(EXCERPTED TEXT begins)
Treatments on trial:

There are several treatments being tested in the hopes that they will become available in future for vitiligo treatment. One approach is using drugs to stimulate growth of more melanocytes. This may work effectively on localized vitiligo.

Treatment at home:

There are no real home remedies to treat vitiligo. Treatment at home may be done with:

  • Sunscreens – vitiligo affected body areas are extremely sensitive to sun. Melanocytes among other things protect the skin from harmful sun rays. In their absence, even small doses of UV radiation can lead to severe sunburns. Sunscreens help protect the skin from sun damage.
  • Camouflage – makeup and cosmetic creams may succeed in camouflaging vitiligo patches. Settling on the best vitiligo makeup combination for your skin features may take some time.

It has been suggested that Ginkgo biloba and vitamins for vitiligo such as vitamin C and B-12 may improve skin color for some people with vitiligo. Due to lack of enough data to confirm such claims, it is advisable to check with your doctor prior to using them.
(EXCERPTED TEXT ends)
(DATASET EXCERPTS begins)
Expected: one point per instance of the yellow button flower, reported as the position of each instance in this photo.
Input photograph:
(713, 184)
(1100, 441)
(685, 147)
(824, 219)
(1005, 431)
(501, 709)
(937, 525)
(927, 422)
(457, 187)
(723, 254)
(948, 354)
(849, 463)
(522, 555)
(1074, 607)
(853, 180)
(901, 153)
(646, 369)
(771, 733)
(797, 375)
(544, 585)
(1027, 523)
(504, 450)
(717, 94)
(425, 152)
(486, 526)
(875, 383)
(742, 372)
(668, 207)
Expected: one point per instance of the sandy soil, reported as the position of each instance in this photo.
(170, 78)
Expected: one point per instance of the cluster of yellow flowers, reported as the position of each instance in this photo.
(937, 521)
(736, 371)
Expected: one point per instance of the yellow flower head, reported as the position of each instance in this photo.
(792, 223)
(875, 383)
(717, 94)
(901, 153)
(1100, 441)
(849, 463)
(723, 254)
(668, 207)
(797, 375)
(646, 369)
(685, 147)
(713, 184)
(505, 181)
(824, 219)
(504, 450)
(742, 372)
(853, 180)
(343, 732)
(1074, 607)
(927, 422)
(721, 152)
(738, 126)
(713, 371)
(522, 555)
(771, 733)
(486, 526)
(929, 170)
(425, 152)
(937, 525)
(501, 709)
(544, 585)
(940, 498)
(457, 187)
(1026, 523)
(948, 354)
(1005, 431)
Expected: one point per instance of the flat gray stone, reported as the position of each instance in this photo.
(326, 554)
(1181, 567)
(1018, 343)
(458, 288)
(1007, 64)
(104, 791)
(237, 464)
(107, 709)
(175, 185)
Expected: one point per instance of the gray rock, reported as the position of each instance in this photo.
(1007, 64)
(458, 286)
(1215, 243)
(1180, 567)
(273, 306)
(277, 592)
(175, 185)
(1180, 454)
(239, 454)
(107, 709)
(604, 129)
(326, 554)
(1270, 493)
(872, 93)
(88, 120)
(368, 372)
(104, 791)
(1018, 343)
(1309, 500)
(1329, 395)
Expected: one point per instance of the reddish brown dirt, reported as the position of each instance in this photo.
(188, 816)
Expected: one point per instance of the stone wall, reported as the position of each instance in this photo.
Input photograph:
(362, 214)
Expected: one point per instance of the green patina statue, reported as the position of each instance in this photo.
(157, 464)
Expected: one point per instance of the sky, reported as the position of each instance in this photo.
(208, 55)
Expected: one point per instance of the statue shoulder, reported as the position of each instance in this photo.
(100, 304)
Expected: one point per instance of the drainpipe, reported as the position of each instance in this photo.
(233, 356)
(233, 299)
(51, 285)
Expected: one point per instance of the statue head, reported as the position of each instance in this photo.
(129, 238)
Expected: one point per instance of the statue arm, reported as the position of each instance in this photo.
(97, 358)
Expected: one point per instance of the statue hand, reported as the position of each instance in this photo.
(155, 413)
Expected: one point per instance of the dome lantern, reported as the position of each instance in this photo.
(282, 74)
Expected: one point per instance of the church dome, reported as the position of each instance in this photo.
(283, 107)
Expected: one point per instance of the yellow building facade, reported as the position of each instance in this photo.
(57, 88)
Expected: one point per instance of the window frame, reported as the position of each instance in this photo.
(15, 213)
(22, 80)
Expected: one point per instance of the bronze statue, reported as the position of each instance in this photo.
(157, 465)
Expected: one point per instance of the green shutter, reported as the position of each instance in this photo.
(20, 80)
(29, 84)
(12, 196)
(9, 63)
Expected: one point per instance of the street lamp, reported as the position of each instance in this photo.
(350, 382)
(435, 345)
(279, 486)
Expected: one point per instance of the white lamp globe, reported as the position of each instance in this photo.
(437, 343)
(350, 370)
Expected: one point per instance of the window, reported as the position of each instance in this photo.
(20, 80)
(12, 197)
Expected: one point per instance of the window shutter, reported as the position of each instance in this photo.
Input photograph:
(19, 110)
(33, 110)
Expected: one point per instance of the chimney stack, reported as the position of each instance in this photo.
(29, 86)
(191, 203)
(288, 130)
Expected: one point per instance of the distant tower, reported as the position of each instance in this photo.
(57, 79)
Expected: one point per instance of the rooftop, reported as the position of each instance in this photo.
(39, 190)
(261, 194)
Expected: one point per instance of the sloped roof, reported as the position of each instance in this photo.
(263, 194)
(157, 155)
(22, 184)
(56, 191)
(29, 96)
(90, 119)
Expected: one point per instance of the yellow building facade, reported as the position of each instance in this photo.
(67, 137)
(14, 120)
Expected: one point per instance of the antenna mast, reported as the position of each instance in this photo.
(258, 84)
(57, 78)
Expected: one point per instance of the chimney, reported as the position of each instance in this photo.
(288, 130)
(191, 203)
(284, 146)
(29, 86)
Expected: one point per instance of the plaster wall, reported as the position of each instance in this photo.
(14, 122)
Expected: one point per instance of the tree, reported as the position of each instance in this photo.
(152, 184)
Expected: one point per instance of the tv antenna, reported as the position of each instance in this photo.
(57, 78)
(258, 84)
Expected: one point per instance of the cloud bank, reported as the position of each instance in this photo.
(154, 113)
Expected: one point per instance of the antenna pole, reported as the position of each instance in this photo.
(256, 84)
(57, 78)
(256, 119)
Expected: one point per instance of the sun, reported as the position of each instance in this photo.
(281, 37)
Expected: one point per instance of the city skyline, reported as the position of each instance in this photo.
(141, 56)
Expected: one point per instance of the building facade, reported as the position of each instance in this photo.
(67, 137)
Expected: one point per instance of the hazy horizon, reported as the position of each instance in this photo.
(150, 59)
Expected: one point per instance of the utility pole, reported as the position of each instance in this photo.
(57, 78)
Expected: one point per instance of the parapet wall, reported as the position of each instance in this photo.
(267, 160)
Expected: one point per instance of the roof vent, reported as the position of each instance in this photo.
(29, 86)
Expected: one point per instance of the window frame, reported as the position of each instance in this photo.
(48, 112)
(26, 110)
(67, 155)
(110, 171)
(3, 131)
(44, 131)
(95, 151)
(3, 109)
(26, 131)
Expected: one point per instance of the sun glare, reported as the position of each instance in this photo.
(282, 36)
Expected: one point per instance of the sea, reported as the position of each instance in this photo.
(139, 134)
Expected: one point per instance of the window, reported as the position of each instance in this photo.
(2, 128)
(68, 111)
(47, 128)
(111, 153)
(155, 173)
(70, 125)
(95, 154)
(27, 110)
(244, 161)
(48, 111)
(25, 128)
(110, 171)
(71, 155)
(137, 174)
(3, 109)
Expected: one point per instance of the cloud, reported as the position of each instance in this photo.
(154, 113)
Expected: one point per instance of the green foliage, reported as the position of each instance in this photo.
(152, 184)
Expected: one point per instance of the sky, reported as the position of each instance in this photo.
(DATASET EXCERPTS ends)
= EXERCISE 1 =
Can you sum up the excerpt on vitiligo treatment in two sentences?
= EXERCISE 2 =
Could you carry on the vitiligo treatment text after its last sentence?

= WRITTEN RESPONSE 1 =
Several treatments for vitiligo are being tested, including drugs that stimulate the growth of more melanocytes, which may work effectively on localized vitiligo. There are no real home remedies, but sunscreens protect the sun-sensitive affected skin and makeup can camouflage patches, while claims that Ginkgo biloba and vitamins C and B-12 improve skin color lack enough data, so a doctor should be consulted before using them.

= WRITTEN RESPONSE 2 =
Most vitiligo patients suffer from psychological problems rather than physical discomforts associated with vitiligo. Measures such as finding the right doctor and connecting with others may help a great deal. A lot of information regarding what vitiligo is, how to identify it and related topics is available online. Patients may find such information very helpful. During treatment, make sure to tell your doctor the challenges you may be going through, mostly the psychological or emotional ones. Your doctor may link you up with another professional for more help.

Complications:

Even if vitiligo skin disorder patches are to spread all over the body, the disease will not develop into a more serious disease. The main possible complication is extreme sensitivity to sunlight. This can lead to agonizing sunburns if appropriate measures are not put in place.

Vitiligo is also closely related to autoimmune conditions and diseases. These include diabetes (type 1), thyroid disease (Hashimoto’s thyroiditis) and pernicious anemia. Having such conditions may make it likely for vitiligo to occur.